▶ [SET TASK]
Leave out the pictures and copy the remaining records exactly.

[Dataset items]
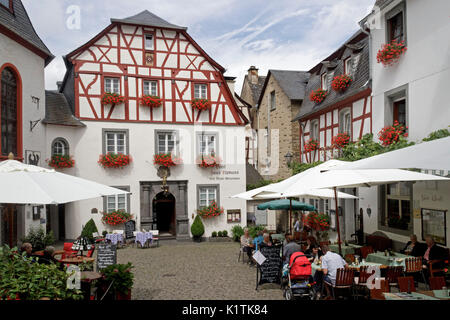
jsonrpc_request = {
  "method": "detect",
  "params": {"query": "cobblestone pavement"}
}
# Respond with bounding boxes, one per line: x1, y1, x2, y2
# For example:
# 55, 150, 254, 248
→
117, 241, 283, 300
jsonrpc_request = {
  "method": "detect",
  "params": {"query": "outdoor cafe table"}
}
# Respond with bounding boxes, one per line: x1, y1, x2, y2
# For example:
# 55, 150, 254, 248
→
366, 252, 411, 268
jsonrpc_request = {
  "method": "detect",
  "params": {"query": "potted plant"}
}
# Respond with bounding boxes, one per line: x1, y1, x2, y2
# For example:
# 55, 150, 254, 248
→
47, 154, 75, 169
309, 89, 328, 103
98, 152, 132, 168
101, 262, 134, 300
191, 215, 205, 242
191, 99, 211, 111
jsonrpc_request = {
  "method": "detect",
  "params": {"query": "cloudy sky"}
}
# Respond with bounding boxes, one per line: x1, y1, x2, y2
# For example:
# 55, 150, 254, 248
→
23, 0, 375, 92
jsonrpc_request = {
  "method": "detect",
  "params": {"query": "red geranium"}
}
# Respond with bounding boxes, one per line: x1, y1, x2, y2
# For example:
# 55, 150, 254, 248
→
191, 99, 211, 111
378, 121, 408, 147
331, 74, 353, 91
197, 201, 223, 218
331, 133, 350, 149
377, 40, 408, 66
98, 153, 131, 168
102, 92, 125, 104
309, 89, 328, 103
141, 95, 162, 108
47, 154, 75, 169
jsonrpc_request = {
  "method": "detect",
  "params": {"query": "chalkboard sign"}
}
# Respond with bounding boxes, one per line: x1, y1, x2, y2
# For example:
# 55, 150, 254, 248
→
97, 243, 117, 270
256, 246, 282, 288
125, 220, 136, 239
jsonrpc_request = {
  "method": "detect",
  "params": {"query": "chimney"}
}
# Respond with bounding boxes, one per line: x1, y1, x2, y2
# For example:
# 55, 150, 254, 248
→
248, 66, 258, 84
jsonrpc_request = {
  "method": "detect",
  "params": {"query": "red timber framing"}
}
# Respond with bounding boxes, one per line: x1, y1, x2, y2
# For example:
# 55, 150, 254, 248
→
67, 23, 247, 126
299, 88, 372, 163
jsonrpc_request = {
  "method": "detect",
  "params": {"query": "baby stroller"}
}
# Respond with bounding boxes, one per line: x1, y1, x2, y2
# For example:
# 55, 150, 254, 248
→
283, 252, 316, 300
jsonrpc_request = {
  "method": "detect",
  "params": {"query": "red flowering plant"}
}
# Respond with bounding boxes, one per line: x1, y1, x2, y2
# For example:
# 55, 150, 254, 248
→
98, 152, 131, 168
197, 201, 223, 218
153, 153, 181, 168
377, 40, 408, 67
102, 92, 125, 104
331, 133, 350, 149
331, 74, 353, 91
378, 121, 408, 147
309, 89, 328, 103
197, 155, 222, 168
141, 95, 162, 108
191, 99, 211, 111
47, 154, 75, 169
102, 210, 133, 226
305, 139, 319, 152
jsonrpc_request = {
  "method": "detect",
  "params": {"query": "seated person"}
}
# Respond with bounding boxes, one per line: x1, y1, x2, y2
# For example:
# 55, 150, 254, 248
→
322, 245, 347, 296
400, 234, 427, 257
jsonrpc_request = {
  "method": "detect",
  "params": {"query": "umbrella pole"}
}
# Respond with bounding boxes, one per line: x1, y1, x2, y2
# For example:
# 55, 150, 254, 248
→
334, 187, 342, 255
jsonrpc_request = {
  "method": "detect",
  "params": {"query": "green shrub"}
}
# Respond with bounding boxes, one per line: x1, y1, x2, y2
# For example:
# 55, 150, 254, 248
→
191, 215, 205, 238
22, 227, 55, 251
81, 219, 98, 242
231, 225, 244, 242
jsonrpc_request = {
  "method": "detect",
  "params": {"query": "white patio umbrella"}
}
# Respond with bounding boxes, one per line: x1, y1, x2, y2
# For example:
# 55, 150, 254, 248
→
0, 160, 129, 204
330, 137, 450, 170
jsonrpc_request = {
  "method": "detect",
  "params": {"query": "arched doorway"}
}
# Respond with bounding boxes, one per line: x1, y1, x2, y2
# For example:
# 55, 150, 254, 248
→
153, 192, 177, 236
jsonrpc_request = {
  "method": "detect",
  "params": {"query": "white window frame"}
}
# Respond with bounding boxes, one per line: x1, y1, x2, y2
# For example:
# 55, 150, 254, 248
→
194, 83, 208, 99
105, 77, 120, 94
142, 80, 158, 96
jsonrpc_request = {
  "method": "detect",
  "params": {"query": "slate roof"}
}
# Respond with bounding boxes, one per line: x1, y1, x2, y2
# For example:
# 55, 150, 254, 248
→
293, 31, 371, 121
42, 90, 85, 127
111, 10, 187, 30
0, 0, 54, 65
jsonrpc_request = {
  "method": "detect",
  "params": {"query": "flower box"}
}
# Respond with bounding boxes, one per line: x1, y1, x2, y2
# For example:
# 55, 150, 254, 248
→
191, 99, 211, 111
377, 40, 408, 67
331, 133, 350, 149
98, 153, 132, 168
102, 92, 125, 105
48, 154, 75, 169
197, 155, 221, 168
141, 95, 162, 108
197, 201, 223, 219
309, 89, 328, 103
378, 121, 408, 147
305, 139, 319, 152
102, 210, 133, 226
331, 74, 353, 92
153, 153, 181, 168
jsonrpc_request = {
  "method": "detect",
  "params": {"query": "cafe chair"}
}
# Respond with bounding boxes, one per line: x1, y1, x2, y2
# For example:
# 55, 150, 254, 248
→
361, 246, 373, 259
370, 279, 389, 300
324, 268, 355, 299
386, 266, 403, 288
430, 277, 447, 290
397, 277, 416, 293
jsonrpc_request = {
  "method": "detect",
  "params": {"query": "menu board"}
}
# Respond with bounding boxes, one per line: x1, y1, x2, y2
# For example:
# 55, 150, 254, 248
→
97, 243, 117, 270
257, 246, 282, 286
125, 220, 136, 239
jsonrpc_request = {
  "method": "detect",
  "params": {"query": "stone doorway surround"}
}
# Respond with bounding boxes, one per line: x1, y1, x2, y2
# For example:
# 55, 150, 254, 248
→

▶ [TASK RESULT]
jsonrpc_request = {
  "method": "detect",
  "params": {"query": "cobblestone pavement"}
}
# Respond with bounding boxes, one per line: x1, y1, x2, y2
# For example:
# 55, 150, 254, 248
→
117, 241, 283, 300
jsonrpc_request = {
  "method": "detect",
  "params": {"query": "outdoor cafe table"}
}
# Respond with bounding boxes, one per line: x1, y1, x2, y2
# For example:
# 55, 150, 254, 248
→
366, 252, 411, 268
jsonrpc_request = {
  "method": "detect",
  "params": {"query": "potted plant"}
}
# Respond with bounding boxes, one per line: x1, y1, x2, y2
# For example:
# 55, 150, 254, 248
→
47, 154, 75, 169
309, 89, 328, 103
98, 152, 132, 168
101, 262, 134, 300
191, 215, 205, 242
191, 99, 211, 111
jsonrpc_request = {
  "method": "detect",
  "params": {"query": "cloudy sky"}
}
# Respond with bounding boxes, one per line: x1, y1, x2, y2
# For example:
# 55, 150, 254, 248
→
23, 0, 375, 92
jsonrpc_request = {
  "method": "detect",
  "params": {"query": "red geranium"}
}
# Respond with bounding boxes, one per line: x1, y1, x2, y2
# For example:
# 55, 150, 254, 248
→
191, 99, 211, 111
378, 121, 408, 147
331, 74, 353, 91
197, 201, 223, 218
331, 133, 350, 149
377, 40, 408, 66
98, 153, 131, 168
102, 92, 125, 104
309, 89, 328, 103
141, 95, 162, 108
47, 154, 75, 169
jsonrpc_request = {
  "method": "detect",
  "params": {"query": "chalkboard sign"}
}
# Respond with bounding boxes, one per line: x1, y1, x2, y2
# For example:
# 55, 150, 254, 248
→
97, 243, 117, 270
256, 246, 282, 288
125, 220, 136, 239
jsonrpc_request = {
  "method": "detect",
  "params": {"query": "chimney"}
}
# Respond with bounding boxes, one per line: x1, y1, x2, y2
# For example:
# 55, 150, 254, 248
→
248, 66, 258, 84
jsonrpc_request = {
  "method": "detect",
  "params": {"query": "red timber framing"}
}
# Respond with bounding boxes, one per line: x1, y1, x2, y2
# For example:
# 55, 150, 254, 248
→
67, 23, 247, 126
299, 88, 372, 163
jsonrpc_request = {
  "method": "detect",
  "params": {"query": "baby stroller"}
}
# Respond with bounding boxes, one per line: x1, y1, x2, y2
# For example:
# 55, 150, 254, 248
→
283, 252, 316, 300
jsonrpc_request = {
  "method": "detect",
  "params": {"query": "red flowering plant"}
}
# Respond with bounding boxes, one per line: x1, y1, x2, y2
# For example:
# 55, 150, 254, 248
→
98, 152, 131, 168
197, 201, 223, 218
153, 153, 181, 168
377, 40, 408, 67
102, 92, 125, 104
331, 133, 350, 149
331, 74, 353, 91
378, 121, 408, 147
309, 89, 328, 103
197, 155, 222, 168
141, 95, 162, 108
191, 99, 211, 111
47, 154, 75, 169
102, 210, 133, 226
305, 139, 319, 152
jsonrpc_request = {
  "method": "detect",
  "params": {"query": "seated person"}
}
# Respond with bounding boxes, one per line: x1, y1, x2, y2
# For example:
# 55, 150, 254, 248
→
322, 245, 347, 296
400, 234, 427, 257
jsonrpc_request = {
  "method": "detect",
  "params": {"query": "umbrella pole"}
}
# Respond with bounding boxes, one per line: x1, y1, x2, y2
# For example:
# 55, 150, 254, 248
→
334, 187, 342, 255
jsonrpc_request = {
  "method": "detect",
  "params": {"query": "green shrub"}
}
# Respond with bounding boxes, one per line: x1, y1, x2, y2
# For example:
# 55, 150, 254, 248
→
191, 215, 205, 238
22, 227, 55, 251
81, 219, 98, 242
231, 225, 244, 242
jsonrpc_request = {
  "method": "detect",
  "params": {"query": "white patio umbrella"}
}
# Respond with bounding boxes, one per line: x1, y1, x2, y2
# For example:
# 55, 150, 254, 248
→
0, 160, 129, 204
330, 137, 450, 170
jsonrpc_request = {
  "method": "detect",
  "params": {"query": "arched doorway"}
}
# Respond with bounding boxes, one per line: x1, y1, x2, y2
# For example:
# 55, 150, 254, 248
→
153, 192, 177, 236
jsonrpc_request = {
  "method": "detect",
  "params": {"query": "white window frame"}
}
# Respond with bounding boxes, one per line: x1, y1, x2, y2
# For example:
# 55, 150, 254, 248
→
194, 83, 208, 99
105, 77, 120, 94
142, 80, 158, 96
jsonrpc_request = {
  "method": "detect",
  "params": {"query": "slate roof"}
}
# Respond with bounding boxes, one per line: x1, y1, x2, y2
# For example:
# 55, 150, 254, 248
→
293, 31, 371, 121
42, 90, 85, 127
111, 10, 187, 30
0, 0, 54, 65
jsonrpc_request = {
  "method": "detect",
  "params": {"query": "flower box"}
}
# Respond with bounding boxes, one per line: x1, y1, x2, y2
# For example:
# 55, 150, 254, 248
→
191, 99, 211, 111
377, 40, 408, 67
331, 133, 350, 149
98, 153, 132, 168
102, 92, 125, 105
48, 154, 75, 169
197, 155, 221, 168
141, 95, 162, 108
197, 201, 223, 219
309, 89, 328, 103
378, 121, 408, 147
305, 139, 319, 152
102, 210, 133, 226
331, 74, 353, 92
153, 153, 181, 168
jsonrpc_request = {
  "method": "detect",
  "params": {"query": "cafe chair"}
}
# Respond with bounding boxes, one per line: x1, y1, x2, y2
# For example:
# 55, 150, 254, 248
→
361, 246, 373, 259
370, 279, 389, 300
324, 268, 355, 299
386, 266, 403, 288
430, 277, 447, 290
397, 277, 416, 293
jsonrpc_request = {
  "method": "detect",
  "params": {"query": "menu board"}
}
# Respond with bounding boxes, one per line: x1, y1, x2, y2
# For example:
# 55, 150, 254, 248
→
97, 243, 117, 270
257, 246, 282, 286
125, 220, 136, 239
jsonrpc_request = {
  "method": "detect",
  "params": {"query": "stone doorway surround"}
}
# Respond with bounding boxes, one per line: x1, y1, x2, y2
# For example:
# 55, 150, 254, 248
→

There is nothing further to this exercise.